◆ **Required work**: Reproduce exactly, from the data that follows, the line with "blue veil --coords=pixels", the line with "camel head --coords=pixels", and every line that lies between them.

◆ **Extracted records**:
*** Begin section ***
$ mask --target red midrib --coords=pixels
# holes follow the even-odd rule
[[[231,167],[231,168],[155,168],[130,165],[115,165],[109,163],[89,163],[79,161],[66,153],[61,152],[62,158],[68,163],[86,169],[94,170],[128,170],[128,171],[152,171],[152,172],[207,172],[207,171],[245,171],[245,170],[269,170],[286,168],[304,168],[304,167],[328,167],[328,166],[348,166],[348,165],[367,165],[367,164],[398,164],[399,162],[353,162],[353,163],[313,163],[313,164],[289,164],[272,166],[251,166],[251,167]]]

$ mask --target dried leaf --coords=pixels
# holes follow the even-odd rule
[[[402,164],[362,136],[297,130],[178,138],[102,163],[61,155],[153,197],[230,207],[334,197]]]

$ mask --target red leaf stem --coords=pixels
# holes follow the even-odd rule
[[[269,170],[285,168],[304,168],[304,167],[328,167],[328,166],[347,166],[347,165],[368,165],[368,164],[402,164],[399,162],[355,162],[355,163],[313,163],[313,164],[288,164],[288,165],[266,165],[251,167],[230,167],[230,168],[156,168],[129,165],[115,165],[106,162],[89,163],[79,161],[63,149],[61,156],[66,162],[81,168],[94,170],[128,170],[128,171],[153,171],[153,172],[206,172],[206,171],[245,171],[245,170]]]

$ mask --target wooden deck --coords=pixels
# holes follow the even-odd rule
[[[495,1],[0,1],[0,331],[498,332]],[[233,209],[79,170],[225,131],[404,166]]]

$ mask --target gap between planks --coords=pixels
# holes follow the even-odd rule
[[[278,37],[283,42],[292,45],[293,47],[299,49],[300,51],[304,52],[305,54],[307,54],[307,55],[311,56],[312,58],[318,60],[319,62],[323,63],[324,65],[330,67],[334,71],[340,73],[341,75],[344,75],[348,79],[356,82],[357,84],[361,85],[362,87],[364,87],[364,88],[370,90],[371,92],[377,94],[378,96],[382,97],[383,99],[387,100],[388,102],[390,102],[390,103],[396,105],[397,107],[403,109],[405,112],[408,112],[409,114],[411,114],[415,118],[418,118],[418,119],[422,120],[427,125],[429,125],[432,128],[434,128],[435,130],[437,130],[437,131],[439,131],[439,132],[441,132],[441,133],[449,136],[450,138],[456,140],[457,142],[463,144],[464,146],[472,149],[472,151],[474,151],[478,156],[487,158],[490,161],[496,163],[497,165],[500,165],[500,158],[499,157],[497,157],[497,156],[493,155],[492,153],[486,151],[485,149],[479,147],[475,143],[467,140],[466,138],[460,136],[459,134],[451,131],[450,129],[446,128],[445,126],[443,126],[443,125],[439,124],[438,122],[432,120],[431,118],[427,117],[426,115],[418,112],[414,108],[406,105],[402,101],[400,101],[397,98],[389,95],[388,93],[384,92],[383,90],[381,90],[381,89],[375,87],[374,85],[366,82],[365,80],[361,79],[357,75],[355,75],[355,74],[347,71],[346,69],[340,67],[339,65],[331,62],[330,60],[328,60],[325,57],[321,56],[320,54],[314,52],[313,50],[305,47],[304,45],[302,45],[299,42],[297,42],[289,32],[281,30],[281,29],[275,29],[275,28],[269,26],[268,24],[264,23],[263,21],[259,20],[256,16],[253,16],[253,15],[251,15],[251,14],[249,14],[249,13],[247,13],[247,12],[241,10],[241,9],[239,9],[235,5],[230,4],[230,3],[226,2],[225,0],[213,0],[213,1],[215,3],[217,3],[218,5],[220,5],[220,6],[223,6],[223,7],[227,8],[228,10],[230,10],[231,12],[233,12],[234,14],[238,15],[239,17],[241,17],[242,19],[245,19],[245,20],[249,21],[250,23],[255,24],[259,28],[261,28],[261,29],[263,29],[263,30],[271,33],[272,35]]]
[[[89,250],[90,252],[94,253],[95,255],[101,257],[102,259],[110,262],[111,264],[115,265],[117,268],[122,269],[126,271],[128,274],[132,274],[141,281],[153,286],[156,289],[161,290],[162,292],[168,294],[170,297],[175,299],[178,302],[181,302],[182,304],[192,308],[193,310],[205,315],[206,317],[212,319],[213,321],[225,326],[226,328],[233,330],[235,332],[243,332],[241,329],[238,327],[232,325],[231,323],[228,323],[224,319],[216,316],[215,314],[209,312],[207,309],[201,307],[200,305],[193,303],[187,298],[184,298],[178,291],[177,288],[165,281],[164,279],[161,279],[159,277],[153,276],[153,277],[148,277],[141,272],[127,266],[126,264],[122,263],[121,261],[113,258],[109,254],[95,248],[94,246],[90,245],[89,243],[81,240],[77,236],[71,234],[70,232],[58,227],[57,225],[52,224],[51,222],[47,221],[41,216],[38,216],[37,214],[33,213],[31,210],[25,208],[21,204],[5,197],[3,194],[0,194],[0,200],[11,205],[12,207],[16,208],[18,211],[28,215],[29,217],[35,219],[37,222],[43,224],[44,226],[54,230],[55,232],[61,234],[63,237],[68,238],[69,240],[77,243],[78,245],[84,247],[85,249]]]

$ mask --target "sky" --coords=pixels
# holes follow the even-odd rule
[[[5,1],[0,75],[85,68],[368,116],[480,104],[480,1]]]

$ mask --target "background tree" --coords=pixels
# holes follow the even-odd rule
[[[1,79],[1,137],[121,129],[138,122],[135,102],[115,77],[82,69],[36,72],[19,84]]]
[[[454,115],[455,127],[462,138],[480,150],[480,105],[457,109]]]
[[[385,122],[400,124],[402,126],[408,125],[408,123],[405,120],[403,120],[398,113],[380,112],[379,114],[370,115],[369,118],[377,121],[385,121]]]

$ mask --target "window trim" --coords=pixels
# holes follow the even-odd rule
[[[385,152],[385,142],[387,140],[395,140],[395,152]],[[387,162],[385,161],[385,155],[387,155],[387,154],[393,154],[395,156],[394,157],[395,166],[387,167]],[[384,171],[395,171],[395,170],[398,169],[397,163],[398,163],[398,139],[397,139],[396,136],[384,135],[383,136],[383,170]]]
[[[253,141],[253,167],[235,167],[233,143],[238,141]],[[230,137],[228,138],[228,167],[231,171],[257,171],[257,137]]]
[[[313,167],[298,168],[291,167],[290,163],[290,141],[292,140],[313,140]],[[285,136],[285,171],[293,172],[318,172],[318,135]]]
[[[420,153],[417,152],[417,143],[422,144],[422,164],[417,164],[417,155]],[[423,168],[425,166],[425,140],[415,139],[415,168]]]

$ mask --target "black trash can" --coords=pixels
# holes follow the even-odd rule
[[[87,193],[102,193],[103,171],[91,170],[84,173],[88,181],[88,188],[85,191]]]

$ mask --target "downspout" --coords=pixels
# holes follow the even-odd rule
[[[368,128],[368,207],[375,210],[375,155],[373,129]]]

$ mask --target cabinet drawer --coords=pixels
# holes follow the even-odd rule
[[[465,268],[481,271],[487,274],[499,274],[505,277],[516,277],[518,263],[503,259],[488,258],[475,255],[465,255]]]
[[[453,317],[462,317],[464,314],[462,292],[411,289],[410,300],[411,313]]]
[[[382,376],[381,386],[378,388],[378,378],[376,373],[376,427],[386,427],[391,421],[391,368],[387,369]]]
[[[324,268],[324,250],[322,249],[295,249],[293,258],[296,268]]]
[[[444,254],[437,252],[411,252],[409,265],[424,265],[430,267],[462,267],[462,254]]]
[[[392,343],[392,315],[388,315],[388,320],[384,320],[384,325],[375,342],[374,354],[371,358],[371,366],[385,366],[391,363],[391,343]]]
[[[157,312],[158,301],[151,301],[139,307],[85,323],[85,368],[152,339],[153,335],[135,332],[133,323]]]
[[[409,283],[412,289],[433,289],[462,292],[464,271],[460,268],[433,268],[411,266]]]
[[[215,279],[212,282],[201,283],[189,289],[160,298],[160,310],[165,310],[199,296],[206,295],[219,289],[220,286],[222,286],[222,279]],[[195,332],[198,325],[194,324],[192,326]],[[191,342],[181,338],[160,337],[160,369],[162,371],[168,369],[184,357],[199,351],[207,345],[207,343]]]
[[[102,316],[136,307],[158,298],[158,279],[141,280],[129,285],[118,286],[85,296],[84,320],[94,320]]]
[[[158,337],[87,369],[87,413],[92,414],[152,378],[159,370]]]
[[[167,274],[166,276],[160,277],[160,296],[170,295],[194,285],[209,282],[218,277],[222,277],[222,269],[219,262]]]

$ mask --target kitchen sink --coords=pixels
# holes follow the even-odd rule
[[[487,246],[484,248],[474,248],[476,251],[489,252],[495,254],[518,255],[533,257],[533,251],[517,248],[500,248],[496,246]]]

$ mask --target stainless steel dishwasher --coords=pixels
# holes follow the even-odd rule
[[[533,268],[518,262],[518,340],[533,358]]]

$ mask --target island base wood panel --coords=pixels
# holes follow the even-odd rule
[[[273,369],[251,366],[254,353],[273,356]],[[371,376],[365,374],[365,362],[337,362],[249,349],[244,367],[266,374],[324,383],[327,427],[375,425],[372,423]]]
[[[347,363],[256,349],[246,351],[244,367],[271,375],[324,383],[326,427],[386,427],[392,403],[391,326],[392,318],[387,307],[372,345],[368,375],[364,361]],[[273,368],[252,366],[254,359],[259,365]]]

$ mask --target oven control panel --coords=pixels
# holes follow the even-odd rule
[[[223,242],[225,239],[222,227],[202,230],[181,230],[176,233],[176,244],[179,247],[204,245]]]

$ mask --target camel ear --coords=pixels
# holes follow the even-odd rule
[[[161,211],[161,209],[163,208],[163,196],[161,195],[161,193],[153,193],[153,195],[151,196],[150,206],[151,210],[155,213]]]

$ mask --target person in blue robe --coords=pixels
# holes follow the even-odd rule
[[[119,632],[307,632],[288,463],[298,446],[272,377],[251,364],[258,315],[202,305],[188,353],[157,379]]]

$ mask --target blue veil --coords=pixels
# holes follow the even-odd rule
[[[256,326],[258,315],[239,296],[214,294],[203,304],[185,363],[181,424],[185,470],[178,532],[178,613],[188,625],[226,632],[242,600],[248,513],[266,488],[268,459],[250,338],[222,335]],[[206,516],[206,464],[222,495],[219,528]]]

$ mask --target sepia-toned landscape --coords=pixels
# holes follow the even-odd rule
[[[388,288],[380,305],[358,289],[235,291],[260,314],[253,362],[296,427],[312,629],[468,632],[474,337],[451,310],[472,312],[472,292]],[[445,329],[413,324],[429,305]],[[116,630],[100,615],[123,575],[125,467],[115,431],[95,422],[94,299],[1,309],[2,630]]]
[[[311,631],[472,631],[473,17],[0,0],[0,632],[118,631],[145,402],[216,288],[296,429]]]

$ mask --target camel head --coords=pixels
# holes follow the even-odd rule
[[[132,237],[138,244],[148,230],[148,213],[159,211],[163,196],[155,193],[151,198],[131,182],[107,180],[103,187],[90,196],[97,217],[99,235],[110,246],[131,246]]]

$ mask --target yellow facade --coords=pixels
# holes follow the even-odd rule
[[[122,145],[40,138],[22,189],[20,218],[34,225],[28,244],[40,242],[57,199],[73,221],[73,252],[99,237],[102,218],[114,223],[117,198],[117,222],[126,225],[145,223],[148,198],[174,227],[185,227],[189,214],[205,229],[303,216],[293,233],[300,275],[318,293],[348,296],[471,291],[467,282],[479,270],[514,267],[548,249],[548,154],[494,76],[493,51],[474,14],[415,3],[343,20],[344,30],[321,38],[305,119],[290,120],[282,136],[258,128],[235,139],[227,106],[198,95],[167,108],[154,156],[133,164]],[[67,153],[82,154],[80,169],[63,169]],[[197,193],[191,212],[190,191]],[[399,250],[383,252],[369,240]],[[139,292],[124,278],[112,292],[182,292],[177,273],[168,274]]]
*** End section ***
◆ **Reply to the task**:
$ mask --target blue veil --coords=pixels
# holes follow the even-odd rule
[[[256,326],[258,315],[239,296],[214,294],[203,304],[185,363],[181,424],[185,470],[178,532],[178,613],[188,625],[226,632],[242,600],[248,513],[266,488],[268,459],[250,338],[222,335]],[[206,516],[206,464],[222,495],[219,528]]]

$ mask --target sepia-toned landscape --coords=pixels
# holes follow the even-odd rule
[[[388,288],[380,305],[358,289],[235,291],[260,314],[253,362],[296,427],[312,629],[468,632],[474,337],[451,310],[472,312],[472,292]],[[445,329],[413,324],[429,305]],[[116,630],[100,615],[123,575],[125,467],[115,431],[95,422],[94,299],[1,309],[2,630]]]
[[[311,631],[472,631],[473,17],[0,0],[0,632],[118,631],[145,402],[216,288],[296,429]]]

$ mask --target camel head --coords=pixels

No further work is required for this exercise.